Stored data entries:
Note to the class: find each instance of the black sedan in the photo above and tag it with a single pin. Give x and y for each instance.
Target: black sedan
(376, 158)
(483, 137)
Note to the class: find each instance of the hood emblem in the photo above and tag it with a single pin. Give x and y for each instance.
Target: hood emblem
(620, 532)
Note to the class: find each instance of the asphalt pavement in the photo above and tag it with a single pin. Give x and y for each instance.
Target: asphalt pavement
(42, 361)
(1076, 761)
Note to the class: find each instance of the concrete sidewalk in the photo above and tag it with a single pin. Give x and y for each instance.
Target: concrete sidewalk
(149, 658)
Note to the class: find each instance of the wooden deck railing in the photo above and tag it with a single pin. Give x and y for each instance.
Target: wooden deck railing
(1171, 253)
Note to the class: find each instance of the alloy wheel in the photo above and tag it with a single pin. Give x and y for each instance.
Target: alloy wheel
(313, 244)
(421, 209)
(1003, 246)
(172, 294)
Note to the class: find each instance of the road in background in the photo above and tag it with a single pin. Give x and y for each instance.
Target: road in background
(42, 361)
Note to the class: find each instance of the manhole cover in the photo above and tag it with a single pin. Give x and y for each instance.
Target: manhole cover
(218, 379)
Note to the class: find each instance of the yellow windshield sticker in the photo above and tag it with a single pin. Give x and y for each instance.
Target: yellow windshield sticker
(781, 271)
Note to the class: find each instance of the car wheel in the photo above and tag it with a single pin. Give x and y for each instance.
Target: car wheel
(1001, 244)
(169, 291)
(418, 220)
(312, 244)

__What you should do__
Please copy the line that contains "Target: hood emblem" and each line after it through the end of the records, exactly, and no other lines.

__Exercise output__
Target: hood emblem
(620, 532)
Note to the class: find each instance of the asphalt pavement in the photo above and tag it with a single pin. Give x and y for each instance.
Target: asphalt pavement
(42, 361)
(1076, 761)
Note to the class: find each instance of the concrete sidewalk in the photo above and tag it with a single pin. Give x and y for each instance.
Target: concrete sidewalk
(149, 658)
Note to the class: find each instance of the wooden deck railing in the photo above and tag it with a single pin. Give x and y for each instance.
Target: wooden deck railing
(1171, 253)
Note to the class: find each instance of the alloy wheel in the photo above and tag it with a single pin. Give x and y for each instance.
Target: alloy wheel
(313, 244)
(421, 209)
(1003, 246)
(172, 294)
Note to the class: find each instance of the road in background in the photo above and tag it with a single pin. Give x and y for each instance.
Target: road in background
(42, 361)
Note to the class: find each instance of the manhole cover in the photo above and tag it with a single pin. Give x and y for each instance.
Target: manhole cover
(218, 379)
Note to the class: find each instance of the yellow windshield sticker in the photo above and tag it with a single pin. Give x and y for each instance.
Target: yellow windshield sticker
(781, 271)
Note to the class: find each instance of the car wheel in the photo above and tag it with a single pin. Give x and y for each instance.
Target: car wheel
(1001, 244)
(169, 291)
(418, 220)
(312, 244)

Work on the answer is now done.